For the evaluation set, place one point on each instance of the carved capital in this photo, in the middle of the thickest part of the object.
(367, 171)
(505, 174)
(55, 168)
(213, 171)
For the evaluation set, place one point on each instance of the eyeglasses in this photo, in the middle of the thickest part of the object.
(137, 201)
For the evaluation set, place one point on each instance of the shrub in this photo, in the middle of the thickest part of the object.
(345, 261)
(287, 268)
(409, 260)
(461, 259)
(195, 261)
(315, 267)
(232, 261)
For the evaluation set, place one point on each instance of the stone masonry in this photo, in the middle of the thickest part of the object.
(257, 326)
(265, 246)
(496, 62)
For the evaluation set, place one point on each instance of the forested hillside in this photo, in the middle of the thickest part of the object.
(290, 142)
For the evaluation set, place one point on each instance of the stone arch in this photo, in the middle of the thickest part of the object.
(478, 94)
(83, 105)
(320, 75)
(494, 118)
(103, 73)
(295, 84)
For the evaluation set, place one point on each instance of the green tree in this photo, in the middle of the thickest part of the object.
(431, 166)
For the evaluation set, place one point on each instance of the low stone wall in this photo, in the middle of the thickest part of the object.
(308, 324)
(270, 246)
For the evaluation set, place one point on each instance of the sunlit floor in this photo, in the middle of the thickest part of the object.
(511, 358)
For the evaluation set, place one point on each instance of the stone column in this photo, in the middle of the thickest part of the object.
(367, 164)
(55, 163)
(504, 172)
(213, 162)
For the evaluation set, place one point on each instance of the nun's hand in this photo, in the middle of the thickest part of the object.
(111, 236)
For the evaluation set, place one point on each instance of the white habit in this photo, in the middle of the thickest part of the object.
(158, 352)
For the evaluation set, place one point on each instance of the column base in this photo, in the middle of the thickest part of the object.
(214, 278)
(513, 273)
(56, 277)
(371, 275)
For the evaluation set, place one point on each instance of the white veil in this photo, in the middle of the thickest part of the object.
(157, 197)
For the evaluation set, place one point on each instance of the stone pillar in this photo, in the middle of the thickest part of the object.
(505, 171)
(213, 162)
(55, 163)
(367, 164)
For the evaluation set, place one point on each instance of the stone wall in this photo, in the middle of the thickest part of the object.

#####

Reproduce all of the records above word for word, line by line, with nothing changed.

• OUTPUT BELOW:
For the evaluation set, place one point on each instance of the carved capital in this photo, in the middle of the thickest part of the object.
(367, 171)
(505, 174)
(55, 168)
(213, 171)
For the evaluation set, place one point on each instance of the eyeglasses in this photo, in the middle of the thickest part of the object.
(137, 201)
For the evaluation set, place one point on each instance of the shrub in this photo, in the middle of the thickest part of the object.
(345, 261)
(287, 268)
(409, 260)
(461, 259)
(195, 261)
(315, 267)
(232, 261)
For the evaluation set, place one point on each instance of the stone masonry in this photo, in the middle of the thickest part of the object.
(257, 326)
(265, 246)
(496, 62)
For the evaluation set, place one point on each instance of the forested hillside in this photo, in the middle of the thickest part of the object.
(290, 142)
For the evaluation set, place one point on each instance of the stone arch in this photo, in the middle of the thickest part of the object.
(478, 94)
(83, 105)
(320, 75)
(494, 118)
(103, 73)
(295, 84)
For the evaluation set, place one point on each instance of the green tree in this photo, in the middle of the thickest part of the object.
(431, 166)
For the evaluation set, place one point on each instance of the low stone wall in this photo, in the middle of the thickest part of the object.
(308, 324)
(270, 246)
For the evaluation set, place one point on each instance of the sunlit floor in this photo, in the middle of the thickest part of the object.
(511, 358)
For the evaluation set, place one point on each instance of the stone column in this photo, in the middle of the thickest part of the object.
(367, 164)
(55, 163)
(504, 172)
(213, 162)
For the evaluation set, place one point on each instance of the nun's hand in this photo, in the middle of the thickest part of the object.
(111, 236)
For the evaluation set, place one point on each instance of the white habit in this photo, in the middle of the thickest part of the object.
(158, 352)
For the evaluation set, place one point on each instance of the column base in this photo, in the middle of the thickest part of the object.
(214, 278)
(513, 273)
(56, 277)
(371, 275)
For the evaluation set, place one point on each instance of the white veil in this photo, in the middle of the thickest part of the object.
(157, 197)
For the evaluation set, place one point on each instance of the stone pillar in this photo, in the middle of the thickest part of the object.
(505, 171)
(213, 162)
(55, 163)
(367, 164)
For the evaluation set, place one point on each instance of the stone wall in this photo, in the middle of the thickest part of the object.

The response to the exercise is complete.